Exercise objective → Search for the word "plate" in the entries. Each line that holds it should be copied.
-- Records shown follows --
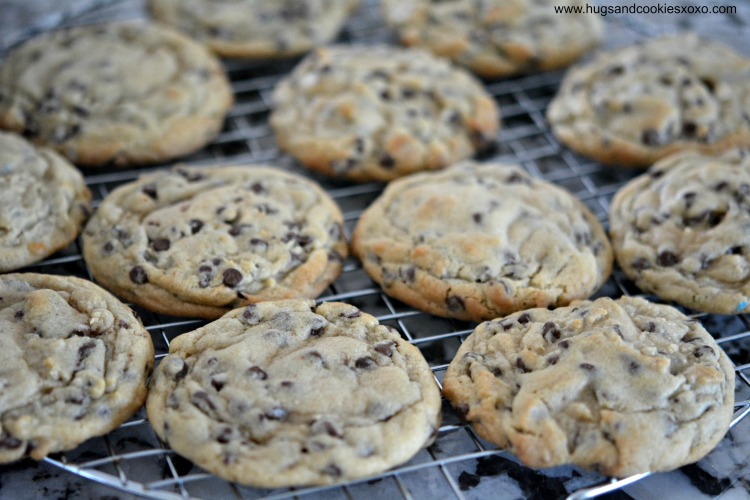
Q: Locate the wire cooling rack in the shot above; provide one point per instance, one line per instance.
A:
(459, 463)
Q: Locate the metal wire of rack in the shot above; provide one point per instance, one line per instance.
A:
(459, 463)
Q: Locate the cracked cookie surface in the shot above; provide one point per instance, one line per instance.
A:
(682, 231)
(43, 206)
(73, 364)
(125, 93)
(496, 38)
(256, 28)
(635, 105)
(620, 387)
(198, 242)
(285, 393)
(477, 241)
(375, 113)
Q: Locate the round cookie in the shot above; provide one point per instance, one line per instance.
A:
(73, 364)
(285, 394)
(478, 241)
(123, 93)
(253, 29)
(681, 231)
(621, 387)
(200, 241)
(497, 38)
(374, 113)
(635, 105)
(43, 205)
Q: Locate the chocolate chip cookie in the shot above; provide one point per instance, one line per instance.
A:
(286, 394)
(620, 387)
(682, 231)
(633, 106)
(478, 241)
(256, 28)
(200, 241)
(376, 113)
(121, 93)
(73, 364)
(43, 205)
(497, 38)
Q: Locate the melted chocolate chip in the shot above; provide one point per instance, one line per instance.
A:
(257, 373)
(650, 137)
(231, 277)
(455, 303)
(521, 365)
(195, 225)
(640, 264)
(150, 190)
(667, 259)
(10, 443)
(387, 161)
(277, 413)
(138, 275)
(385, 348)
(550, 331)
(365, 362)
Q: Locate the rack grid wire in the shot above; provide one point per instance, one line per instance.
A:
(459, 463)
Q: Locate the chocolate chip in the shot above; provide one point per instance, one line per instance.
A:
(550, 331)
(277, 413)
(634, 367)
(365, 362)
(667, 258)
(257, 188)
(331, 470)
(331, 430)
(521, 365)
(10, 443)
(385, 348)
(160, 244)
(257, 373)
(455, 303)
(703, 351)
(640, 264)
(231, 277)
(387, 161)
(195, 225)
(138, 275)
(650, 137)
(150, 190)
(182, 373)
(407, 274)
(689, 129)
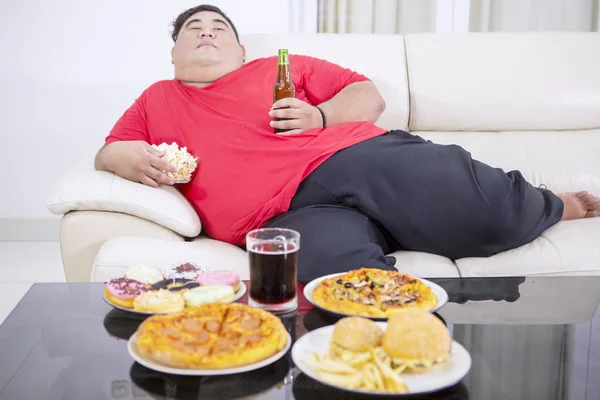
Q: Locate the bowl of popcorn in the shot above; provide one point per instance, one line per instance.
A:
(180, 158)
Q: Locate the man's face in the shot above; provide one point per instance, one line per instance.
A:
(205, 40)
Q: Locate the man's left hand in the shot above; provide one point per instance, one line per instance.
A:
(300, 116)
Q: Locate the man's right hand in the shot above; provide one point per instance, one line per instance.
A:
(136, 161)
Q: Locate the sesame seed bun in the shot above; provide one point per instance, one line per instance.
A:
(356, 334)
(416, 338)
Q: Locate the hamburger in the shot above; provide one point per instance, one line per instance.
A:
(353, 338)
(416, 340)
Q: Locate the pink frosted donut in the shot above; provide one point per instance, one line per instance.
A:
(124, 288)
(219, 278)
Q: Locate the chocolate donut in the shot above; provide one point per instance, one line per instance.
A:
(175, 284)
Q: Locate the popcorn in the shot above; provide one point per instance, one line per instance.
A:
(180, 158)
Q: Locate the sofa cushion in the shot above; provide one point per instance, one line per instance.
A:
(116, 255)
(84, 188)
(362, 53)
(504, 81)
(424, 265)
(563, 161)
(567, 248)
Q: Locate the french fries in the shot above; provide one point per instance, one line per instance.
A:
(366, 371)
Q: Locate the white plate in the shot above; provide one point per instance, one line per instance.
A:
(441, 377)
(440, 294)
(133, 351)
(238, 295)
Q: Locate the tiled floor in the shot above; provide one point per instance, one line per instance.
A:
(22, 264)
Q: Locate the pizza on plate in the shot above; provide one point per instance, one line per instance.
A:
(371, 292)
(211, 336)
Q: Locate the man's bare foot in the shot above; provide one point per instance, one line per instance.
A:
(579, 205)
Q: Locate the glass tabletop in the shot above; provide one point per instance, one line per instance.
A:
(529, 338)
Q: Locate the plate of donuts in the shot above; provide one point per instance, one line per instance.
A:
(147, 291)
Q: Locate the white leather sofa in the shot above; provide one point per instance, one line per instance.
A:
(528, 101)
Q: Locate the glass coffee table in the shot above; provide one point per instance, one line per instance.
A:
(529, 338)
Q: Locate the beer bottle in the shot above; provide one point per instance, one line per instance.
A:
(284, 87)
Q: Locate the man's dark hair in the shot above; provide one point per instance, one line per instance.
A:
(184, 16)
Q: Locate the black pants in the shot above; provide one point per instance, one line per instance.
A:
(400, 192)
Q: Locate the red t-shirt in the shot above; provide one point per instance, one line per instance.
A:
(246, 174)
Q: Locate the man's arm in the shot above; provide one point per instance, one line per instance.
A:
(128, 154)
(100, 161)
(359, 101)
(342, 94)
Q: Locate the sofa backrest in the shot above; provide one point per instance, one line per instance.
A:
(379, 57)
(466, 82)
(504, 82)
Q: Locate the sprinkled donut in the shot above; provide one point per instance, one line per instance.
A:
(186, 270)
(123, 291)
(175, 284)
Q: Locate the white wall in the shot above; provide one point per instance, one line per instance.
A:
(70, 68)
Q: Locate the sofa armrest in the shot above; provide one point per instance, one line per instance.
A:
(85, 189)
-- Records shown concluded --
Finished task →
Q: Locate the white plate in the shot above; provide one point per instance, one line per instance.
Q: Locate the pizza on plate in the shot above; provide one point per instance, one line per instance.
Q: Locate the plate of donuts in the shot above; provide one point per instance, one line per instance.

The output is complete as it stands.